Count the lines in the rows below that contain the word "banner". Reply with the number only.

Point annotation records >>
------------------------------------
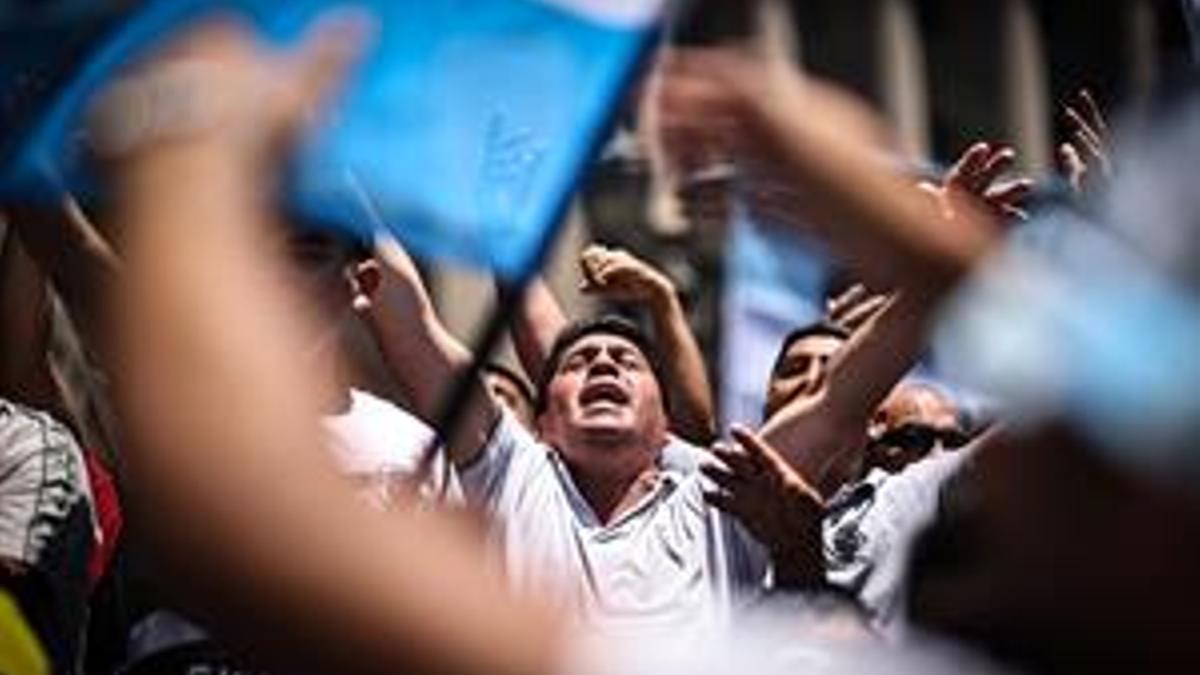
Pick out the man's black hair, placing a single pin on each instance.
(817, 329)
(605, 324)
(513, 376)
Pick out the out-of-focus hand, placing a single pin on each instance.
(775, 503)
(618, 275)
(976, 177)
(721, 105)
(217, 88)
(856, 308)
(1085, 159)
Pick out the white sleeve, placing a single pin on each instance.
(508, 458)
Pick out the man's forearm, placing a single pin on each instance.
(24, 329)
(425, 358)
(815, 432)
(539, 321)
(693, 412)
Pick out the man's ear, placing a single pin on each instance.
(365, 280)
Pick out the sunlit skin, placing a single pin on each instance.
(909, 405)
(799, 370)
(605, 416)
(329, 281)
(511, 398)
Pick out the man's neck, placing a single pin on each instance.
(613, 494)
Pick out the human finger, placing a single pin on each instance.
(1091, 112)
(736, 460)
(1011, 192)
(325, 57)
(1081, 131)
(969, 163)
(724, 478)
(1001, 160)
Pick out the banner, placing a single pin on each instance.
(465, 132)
------------------------------------
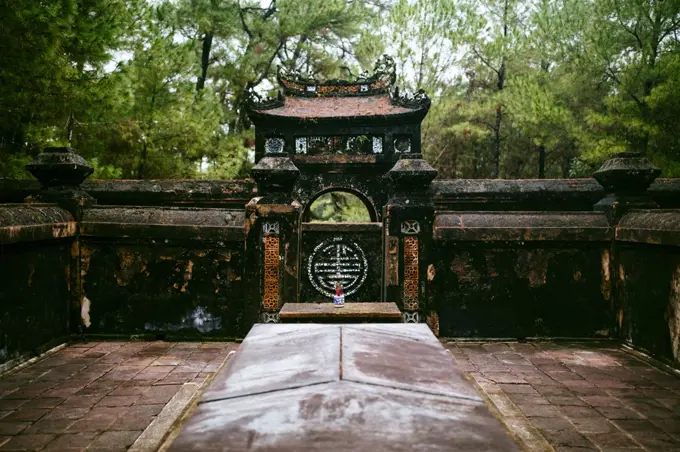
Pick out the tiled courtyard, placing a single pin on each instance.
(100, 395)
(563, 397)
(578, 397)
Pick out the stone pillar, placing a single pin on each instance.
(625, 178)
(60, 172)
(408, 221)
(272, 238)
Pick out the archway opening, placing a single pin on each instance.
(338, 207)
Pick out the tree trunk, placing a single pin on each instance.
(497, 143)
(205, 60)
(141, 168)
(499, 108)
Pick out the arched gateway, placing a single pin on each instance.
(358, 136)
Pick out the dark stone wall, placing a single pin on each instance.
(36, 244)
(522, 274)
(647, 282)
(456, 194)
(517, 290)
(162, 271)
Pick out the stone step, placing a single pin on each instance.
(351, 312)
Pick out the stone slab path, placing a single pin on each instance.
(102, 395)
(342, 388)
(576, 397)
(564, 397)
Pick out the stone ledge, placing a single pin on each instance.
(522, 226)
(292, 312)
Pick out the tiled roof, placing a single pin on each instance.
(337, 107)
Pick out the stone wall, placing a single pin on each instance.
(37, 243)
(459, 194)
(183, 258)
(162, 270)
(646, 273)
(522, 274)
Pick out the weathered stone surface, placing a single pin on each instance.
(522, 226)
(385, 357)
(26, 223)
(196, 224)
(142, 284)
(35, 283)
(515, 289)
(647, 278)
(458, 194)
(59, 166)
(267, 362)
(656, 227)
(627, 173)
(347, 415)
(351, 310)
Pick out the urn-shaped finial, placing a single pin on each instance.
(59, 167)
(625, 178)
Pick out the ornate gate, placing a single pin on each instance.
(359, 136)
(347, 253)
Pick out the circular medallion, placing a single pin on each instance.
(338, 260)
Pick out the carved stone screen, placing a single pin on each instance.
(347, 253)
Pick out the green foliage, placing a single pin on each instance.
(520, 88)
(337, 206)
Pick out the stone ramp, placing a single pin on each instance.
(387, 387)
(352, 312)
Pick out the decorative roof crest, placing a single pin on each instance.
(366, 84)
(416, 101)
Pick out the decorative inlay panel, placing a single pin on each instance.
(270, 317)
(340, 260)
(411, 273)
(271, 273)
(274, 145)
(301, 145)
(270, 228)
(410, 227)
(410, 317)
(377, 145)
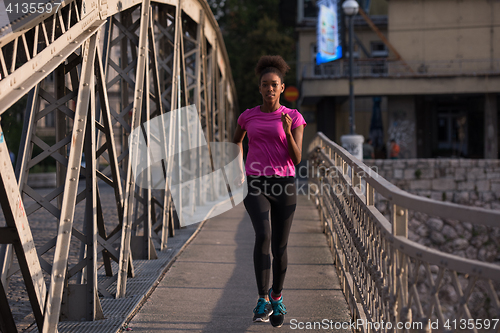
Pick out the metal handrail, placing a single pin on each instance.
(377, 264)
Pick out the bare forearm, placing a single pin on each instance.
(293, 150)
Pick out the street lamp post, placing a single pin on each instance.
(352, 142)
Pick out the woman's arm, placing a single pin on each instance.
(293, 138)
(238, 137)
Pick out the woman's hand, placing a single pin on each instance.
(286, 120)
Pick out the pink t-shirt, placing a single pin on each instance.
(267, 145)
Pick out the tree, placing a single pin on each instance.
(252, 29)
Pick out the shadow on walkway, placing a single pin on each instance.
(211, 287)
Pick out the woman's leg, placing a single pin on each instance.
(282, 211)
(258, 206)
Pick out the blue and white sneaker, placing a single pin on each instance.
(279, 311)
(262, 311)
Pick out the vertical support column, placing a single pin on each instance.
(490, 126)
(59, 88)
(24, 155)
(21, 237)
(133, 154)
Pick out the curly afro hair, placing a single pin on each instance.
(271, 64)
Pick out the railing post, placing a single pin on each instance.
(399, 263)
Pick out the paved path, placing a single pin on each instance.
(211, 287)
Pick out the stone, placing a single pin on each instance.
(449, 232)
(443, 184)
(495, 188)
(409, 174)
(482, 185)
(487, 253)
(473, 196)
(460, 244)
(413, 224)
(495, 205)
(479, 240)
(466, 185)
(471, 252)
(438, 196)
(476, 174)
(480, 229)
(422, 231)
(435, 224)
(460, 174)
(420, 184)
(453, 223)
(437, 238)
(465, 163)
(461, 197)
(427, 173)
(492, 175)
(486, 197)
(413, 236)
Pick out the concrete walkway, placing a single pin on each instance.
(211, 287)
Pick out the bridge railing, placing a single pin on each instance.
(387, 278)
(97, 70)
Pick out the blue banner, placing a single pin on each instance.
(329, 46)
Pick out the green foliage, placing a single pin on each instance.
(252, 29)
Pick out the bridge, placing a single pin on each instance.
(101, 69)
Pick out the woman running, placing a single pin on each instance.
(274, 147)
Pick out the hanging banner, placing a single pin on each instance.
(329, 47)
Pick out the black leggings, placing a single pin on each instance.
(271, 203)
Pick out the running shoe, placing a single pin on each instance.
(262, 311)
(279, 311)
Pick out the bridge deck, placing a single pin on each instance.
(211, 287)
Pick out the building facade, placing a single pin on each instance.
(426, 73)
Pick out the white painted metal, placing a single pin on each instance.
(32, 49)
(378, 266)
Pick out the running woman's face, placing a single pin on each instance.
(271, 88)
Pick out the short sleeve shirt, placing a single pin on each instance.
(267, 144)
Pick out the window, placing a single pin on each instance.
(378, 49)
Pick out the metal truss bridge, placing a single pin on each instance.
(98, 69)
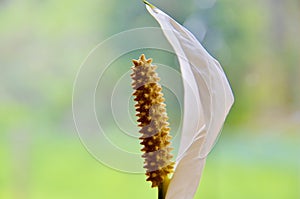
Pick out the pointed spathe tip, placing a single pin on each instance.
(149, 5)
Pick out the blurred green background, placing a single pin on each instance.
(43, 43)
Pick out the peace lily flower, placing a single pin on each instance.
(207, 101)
------------------------------------
Solved problem >>
3